Il 18 marzo 1963, tre mesi prima di morire (3 giugno 1963), dona la sua casa natale di Sotto il Monte al Pime e benedice, in Vaticano, la prima pietra del seminario (l’avevo portata a Roma in una Topolino d’anteguerra, non c’era ancora l’Autostrada del Sole, l’auto andava al massimo a 70 km l’ora!), che è stato poi costruito accanto alla casa natale, oggi conservata come era in passato e meta di tanti pellegrinaggi. Una cerimonia intima fra il Papa e una ventina di missionari del Pime. Giovanni XXIII parlava in bergamasco e diceva: “Se fate in fretta a costruire, vengo io a inaugurare il seminario”. E poi aggiungeva che nel seminario di Bergamo si leggevano le riviste missionarie, diversi chierici erano entrati nel Pime e venivano a parlarci delle missioni. “Io stesso – aggiungeva – ero innamorato delle missioni e ho chiesto al mio vescovo di poter entrare nel vostro istituto. Lui mi rispose di continuare gli studi teologici in seminario per essere ordinato sacerdote diocesano, poi potevo andare con i missionari. Però, quando mi ordinò sacerdote, mi nominò suo segretario particolare e ho seguito la santa obbedienza della volontà di Dio”.

__Richiesta 1__: Nel brano su Giovanni XXIII, in quale data il Papa dona la sua casa natale di Sotto il Monte al Pime?
__Richiesta 2__: Elenca tutte le località (paesi, città o Stati) nominate nel brano su Giovanni XXIII, escluse le strade.
__Richiesta 3__: Prosegui il brano su Giovanni XXIII dopo la sua ultima frase.
I record non hanno alcun legame con il brano.

__Elenco dei record__:

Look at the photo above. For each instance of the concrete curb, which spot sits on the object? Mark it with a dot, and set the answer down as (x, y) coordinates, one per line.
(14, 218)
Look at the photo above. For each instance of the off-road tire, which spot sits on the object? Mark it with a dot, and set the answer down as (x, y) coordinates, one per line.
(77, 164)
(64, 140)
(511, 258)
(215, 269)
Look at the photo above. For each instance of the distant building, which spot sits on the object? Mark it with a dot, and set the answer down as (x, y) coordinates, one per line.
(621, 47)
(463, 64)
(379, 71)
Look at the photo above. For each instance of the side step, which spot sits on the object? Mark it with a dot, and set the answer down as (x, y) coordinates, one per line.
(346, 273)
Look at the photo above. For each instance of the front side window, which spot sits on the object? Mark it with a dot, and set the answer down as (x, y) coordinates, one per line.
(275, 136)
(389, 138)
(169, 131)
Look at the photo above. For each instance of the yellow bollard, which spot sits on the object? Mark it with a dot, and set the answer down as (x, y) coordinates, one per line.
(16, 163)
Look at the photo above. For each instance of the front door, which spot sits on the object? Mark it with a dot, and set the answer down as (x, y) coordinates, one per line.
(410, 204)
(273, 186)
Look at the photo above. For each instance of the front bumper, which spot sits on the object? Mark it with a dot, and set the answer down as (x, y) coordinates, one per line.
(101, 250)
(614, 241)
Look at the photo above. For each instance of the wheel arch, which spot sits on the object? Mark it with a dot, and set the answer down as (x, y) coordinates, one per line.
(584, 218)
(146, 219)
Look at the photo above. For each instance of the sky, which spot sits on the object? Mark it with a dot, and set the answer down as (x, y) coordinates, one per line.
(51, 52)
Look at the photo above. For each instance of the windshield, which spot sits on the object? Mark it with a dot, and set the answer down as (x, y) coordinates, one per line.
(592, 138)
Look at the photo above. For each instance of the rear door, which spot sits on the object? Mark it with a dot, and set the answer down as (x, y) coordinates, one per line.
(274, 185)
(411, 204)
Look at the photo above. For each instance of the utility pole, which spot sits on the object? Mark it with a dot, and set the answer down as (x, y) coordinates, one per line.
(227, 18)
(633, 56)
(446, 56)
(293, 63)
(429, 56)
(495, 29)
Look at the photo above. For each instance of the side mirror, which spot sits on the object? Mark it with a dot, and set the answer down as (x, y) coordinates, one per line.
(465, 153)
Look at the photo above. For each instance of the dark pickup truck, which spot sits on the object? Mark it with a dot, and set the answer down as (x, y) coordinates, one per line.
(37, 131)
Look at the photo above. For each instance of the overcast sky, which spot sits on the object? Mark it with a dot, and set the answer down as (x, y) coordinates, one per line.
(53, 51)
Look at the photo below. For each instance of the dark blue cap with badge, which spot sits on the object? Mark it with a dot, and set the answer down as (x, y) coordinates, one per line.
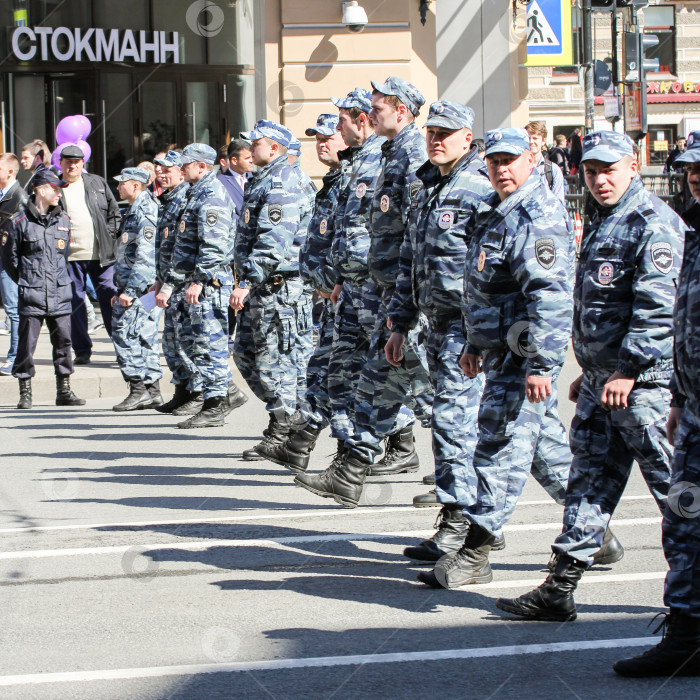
(510, 139)
(359, 98)
(138, 174)
(198, 153)
(326, 125)
(171, 158)
(408, 94)
(692, 149)
(271, 130)
(450, 115)
(606, 146)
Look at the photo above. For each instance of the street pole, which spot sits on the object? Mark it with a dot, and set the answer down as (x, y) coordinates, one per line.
(588, 75)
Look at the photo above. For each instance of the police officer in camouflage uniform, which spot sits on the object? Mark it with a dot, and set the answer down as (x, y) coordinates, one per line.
(134, 327)
(382, 389)
(318, 273)
(269, 288)
(678, 654)
(517, 310)
(623, 321)
(200, 279)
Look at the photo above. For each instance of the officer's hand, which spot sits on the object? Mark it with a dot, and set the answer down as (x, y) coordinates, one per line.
(162, 299)
(392, 349)
(616, 391)
(674, 418)
(238, 297)
(470, 364)
(335, 294)
(192, 293)
(125, 300)
(538, 388)
(574, 388)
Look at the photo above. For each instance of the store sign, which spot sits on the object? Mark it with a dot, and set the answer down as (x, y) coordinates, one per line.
(64, 44)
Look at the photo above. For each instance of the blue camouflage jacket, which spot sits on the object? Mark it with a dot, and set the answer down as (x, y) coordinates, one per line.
(135, 269)
(314, 258)
(205, 236)
(272, 207)
(352, 216)
(519, 278)
(686, 340)
(397, 184)
(434, 251)
(172, 203)
(626, 287)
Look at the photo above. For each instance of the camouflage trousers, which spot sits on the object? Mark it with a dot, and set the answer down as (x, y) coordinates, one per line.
(265, 350)
(605, 444)
(355, 318)
(135, 338)
(455, 413)
(681, 524)
(516, 438)
(304, 340)
(206, 343)
(382, 389)
(181, 366)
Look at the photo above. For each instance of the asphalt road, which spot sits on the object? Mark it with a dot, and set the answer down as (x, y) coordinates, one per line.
(140, 561)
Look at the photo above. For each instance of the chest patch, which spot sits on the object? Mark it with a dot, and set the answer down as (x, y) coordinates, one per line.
(446, 220)
(545, 252)
(662, 256)
(605, 273)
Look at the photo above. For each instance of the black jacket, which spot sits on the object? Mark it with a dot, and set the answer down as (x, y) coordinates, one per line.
(105, 216)
(34, 255)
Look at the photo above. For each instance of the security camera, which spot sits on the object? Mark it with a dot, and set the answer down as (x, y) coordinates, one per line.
(354, 16)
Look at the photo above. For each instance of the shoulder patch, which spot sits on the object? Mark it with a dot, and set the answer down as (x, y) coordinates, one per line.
(662, 256)
(275, 213)
(545, 252)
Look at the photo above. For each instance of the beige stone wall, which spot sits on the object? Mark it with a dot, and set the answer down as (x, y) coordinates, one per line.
(310, 56)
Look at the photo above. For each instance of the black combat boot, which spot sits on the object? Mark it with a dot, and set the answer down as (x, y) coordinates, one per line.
(342, 482)
(294, 454)
(180, 398)
(677, 654)
(552, 600)
(138, 397)
(273, 436)
(156, 397)
(64, 395)
(191, 406)
(235, 398)
(400, 456)
(25, 394)
(211, 415)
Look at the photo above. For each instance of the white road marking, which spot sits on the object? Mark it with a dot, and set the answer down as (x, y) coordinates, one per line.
(322, 661)
(275, 515)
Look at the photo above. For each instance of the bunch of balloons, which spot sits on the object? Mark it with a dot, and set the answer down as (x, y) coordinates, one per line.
(72, 131)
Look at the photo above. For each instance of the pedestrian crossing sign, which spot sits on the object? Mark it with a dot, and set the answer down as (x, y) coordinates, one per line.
(548, 31)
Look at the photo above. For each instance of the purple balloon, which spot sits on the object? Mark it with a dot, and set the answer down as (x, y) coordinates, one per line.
(71, 129)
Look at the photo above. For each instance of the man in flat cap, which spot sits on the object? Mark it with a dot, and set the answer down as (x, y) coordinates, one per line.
(135, 328)
(623, 339)
(35, 244)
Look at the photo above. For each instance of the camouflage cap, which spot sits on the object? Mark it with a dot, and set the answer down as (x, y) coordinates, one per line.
(171, 158)
(138, 174)
(408, 94)
(692, 149)
(358, 98)
(326, 125)
(271, 130)
(607, 146)
(198, 153)
(450, 115)
(510, 139)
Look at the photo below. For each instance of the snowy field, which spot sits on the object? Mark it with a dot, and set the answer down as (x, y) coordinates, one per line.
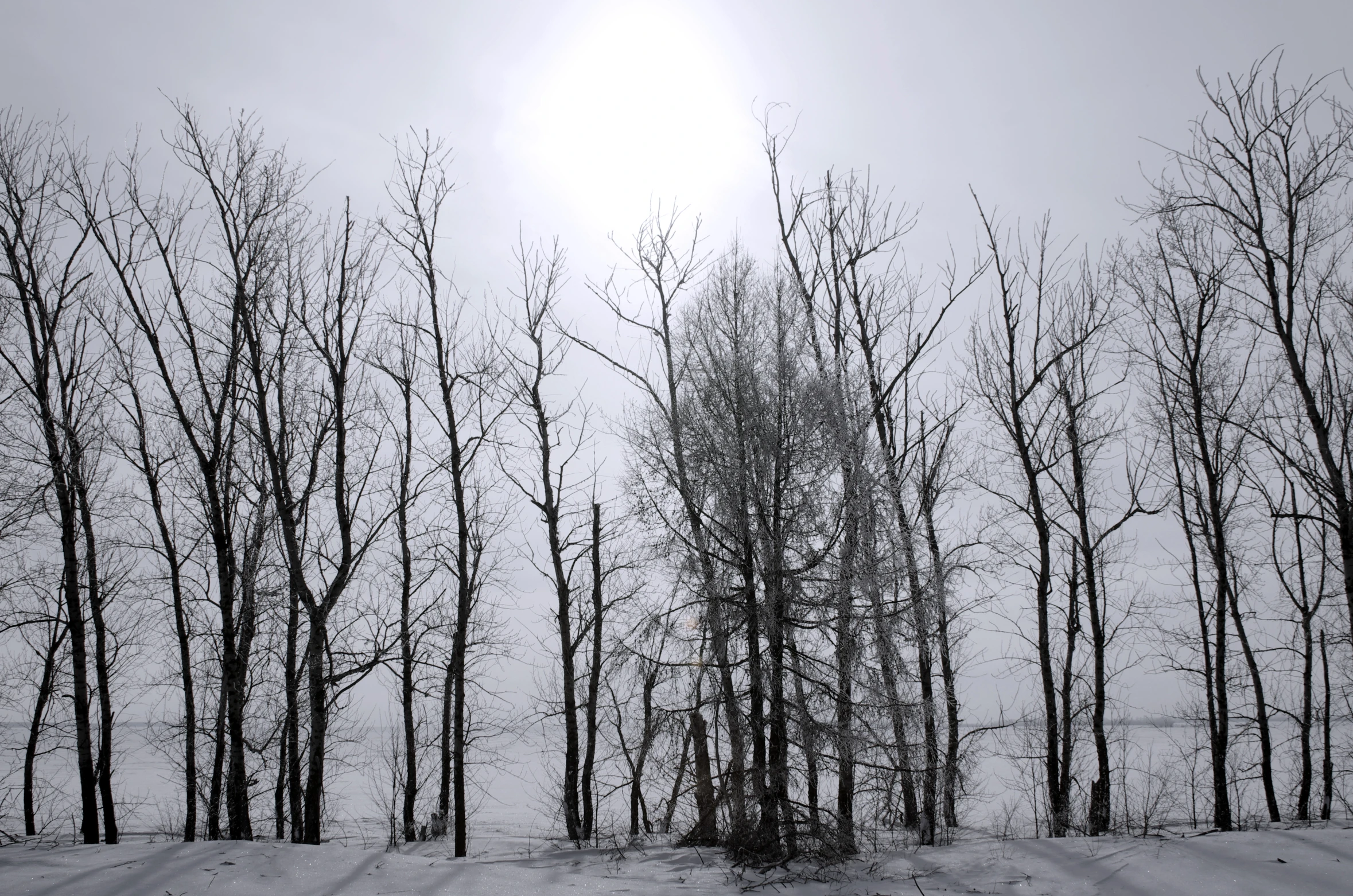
(1261, 863)
(513, 856)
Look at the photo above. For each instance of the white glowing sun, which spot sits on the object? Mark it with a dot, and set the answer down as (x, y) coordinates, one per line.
(637, 104)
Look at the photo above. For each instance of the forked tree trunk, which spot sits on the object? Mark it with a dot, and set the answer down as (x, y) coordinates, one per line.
(594, 684)
(40, 708)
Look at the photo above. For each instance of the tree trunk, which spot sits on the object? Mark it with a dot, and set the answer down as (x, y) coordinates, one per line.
(100, 660)
(318, 724)
(296, 799)
(594, 680)
(406, 654)
(1328, 758)
(218, 763)
(1260, 712)
(279, 792)
(845, 626)
(40, 707)
(807, 735)
(705, 831)
(939, 577)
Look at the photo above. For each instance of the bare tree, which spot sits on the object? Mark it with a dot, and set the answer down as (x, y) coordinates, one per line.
(48, 349)
(1269, 174)
(467, 411)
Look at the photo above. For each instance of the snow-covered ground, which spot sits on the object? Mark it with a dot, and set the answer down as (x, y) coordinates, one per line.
(1265, 863)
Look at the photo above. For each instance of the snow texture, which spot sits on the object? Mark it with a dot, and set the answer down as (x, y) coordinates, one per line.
(1268, 863)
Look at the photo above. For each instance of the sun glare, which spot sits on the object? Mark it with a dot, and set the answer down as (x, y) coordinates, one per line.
(635, 106)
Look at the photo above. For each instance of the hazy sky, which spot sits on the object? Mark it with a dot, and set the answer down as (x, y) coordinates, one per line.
(571, 117)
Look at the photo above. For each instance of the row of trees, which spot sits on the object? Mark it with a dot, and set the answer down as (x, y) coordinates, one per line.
(279, 453)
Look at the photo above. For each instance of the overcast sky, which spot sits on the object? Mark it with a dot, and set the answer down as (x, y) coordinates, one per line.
(571, 117)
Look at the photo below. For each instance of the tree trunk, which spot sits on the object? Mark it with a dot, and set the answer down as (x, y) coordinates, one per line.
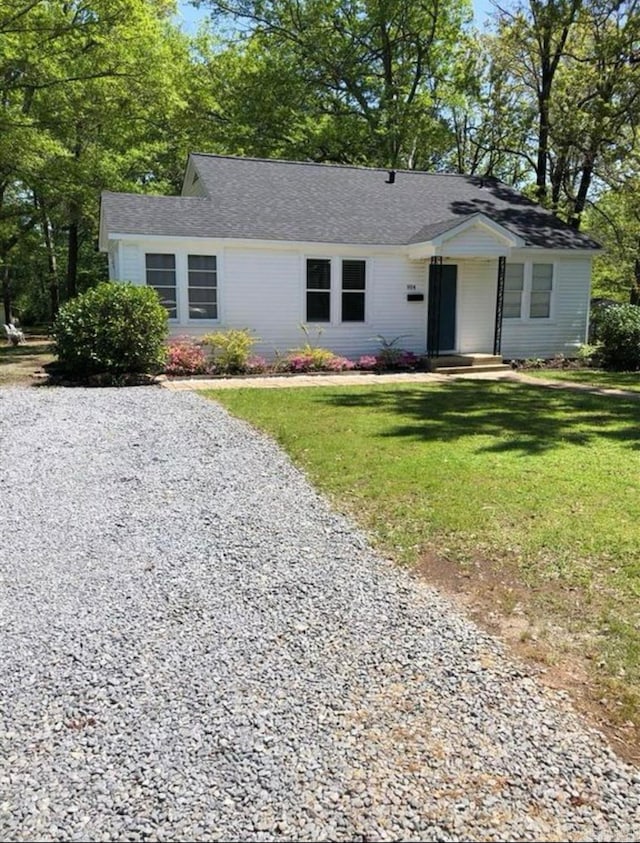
(634, 292)
(6, 294)
(53, 282)
(543, 147)
(72, 250)
(580, 201)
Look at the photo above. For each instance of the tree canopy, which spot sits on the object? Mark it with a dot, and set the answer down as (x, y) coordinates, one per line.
(111, 94)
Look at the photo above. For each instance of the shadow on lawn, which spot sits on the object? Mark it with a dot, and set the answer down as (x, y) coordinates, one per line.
(519, 417)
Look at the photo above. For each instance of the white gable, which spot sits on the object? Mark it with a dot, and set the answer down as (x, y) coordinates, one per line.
(479, 241)
(476, 236)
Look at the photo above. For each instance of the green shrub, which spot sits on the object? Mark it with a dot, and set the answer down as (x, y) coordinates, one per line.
(113, 329)
(230, 350)
(619, 334)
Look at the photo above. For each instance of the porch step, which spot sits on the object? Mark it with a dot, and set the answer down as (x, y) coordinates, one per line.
(454, 364)
(470, 370)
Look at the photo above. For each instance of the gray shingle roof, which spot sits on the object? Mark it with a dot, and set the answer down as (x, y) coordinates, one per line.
(286, 200)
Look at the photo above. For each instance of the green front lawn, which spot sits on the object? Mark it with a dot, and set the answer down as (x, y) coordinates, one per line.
(539, 484)
(596, 377)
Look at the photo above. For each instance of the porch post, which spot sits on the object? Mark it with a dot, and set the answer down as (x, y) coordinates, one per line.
(497, 336)
(433, 305)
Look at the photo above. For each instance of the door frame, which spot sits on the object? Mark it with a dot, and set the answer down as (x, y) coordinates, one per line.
(455, 266)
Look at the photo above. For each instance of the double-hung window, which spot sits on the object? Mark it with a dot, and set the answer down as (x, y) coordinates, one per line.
(527, 291)
(541, 287)
(161, 275)
(318, 290)
(203, 286)
(513, 290)
(353, 290)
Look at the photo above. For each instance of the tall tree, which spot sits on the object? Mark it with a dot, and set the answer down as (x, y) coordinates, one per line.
(374, 66)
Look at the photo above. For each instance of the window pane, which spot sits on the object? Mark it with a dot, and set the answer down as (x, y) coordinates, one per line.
(542, 276)
(203, 286)
(353, 275)
(202, 279)
(161, 277)
(203, 262)
(353, 307)
(318, 307)
(512, 305)
(318, 274)
(202, 295)
(203, 311)
(161, 261)
(540, 306)
(514, 276)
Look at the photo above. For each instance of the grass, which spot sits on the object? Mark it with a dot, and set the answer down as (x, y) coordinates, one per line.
(19, 363)
(597, 377)
(541, 486)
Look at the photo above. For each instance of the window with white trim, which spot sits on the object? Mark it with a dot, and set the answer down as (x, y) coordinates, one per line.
(161, 275)
(541, 288)
(513, 290)
(318, 290)
(202, 273)
(353, 290)
(528, 289)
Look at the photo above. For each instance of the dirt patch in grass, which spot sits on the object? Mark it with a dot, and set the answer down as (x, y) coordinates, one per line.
(493, 596)
(22, 365)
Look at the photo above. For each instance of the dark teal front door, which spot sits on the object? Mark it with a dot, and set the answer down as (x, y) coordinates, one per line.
(441, 319)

__Risultato 1__: Il 18 marzo 1963.

__Risultato 2__: Sotto il Monte, Vaticano, Roma, Bergamo.

__Risultato 3__:
E poi, negli anni venti, come direttore delle Pontificie Opere missionarie, aveva avuto stretti rapporti col Beato Padre Paolo Manna, da lui definito “il Cristoforo Colombo dell’animazione missionaria”. Un segno di questa sua vicinanza alle missioni e al Pime è quando, nel settembre 1962, mi nominò uno dei “periti” del Concilio per il Decreto Ad Gentes e il direttore dell’Osservatore Romano, Raimondo Manzini, mi chiamò come redattore delle pagine dedicate al “Concilio”, col compito di seguire il tema missionario e intervistare i vescovi delle missioni.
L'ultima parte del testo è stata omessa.